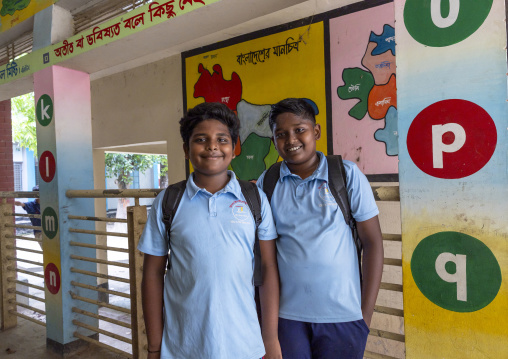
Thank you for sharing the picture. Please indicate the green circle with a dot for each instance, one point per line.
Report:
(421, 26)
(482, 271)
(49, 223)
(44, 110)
* * *
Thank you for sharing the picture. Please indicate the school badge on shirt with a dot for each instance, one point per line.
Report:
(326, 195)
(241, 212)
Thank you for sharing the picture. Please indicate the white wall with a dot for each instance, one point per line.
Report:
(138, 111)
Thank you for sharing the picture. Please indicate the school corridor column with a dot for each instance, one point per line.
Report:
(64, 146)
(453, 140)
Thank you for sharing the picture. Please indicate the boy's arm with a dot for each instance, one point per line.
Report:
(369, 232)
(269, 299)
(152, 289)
--
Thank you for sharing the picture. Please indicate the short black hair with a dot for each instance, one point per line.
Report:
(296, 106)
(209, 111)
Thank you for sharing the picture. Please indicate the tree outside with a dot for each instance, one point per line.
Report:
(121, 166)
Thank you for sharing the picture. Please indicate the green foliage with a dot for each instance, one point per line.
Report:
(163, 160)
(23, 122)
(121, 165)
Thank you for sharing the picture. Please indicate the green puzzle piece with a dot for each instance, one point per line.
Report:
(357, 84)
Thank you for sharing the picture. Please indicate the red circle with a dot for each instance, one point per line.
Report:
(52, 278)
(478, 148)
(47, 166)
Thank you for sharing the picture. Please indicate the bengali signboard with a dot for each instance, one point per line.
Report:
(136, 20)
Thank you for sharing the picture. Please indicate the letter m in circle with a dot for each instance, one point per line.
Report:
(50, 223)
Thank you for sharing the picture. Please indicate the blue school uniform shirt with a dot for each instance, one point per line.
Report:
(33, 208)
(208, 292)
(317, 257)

• _Task directions_: State only the number of lines in these entries that contain "circle".

• _Output of the exercise_: 3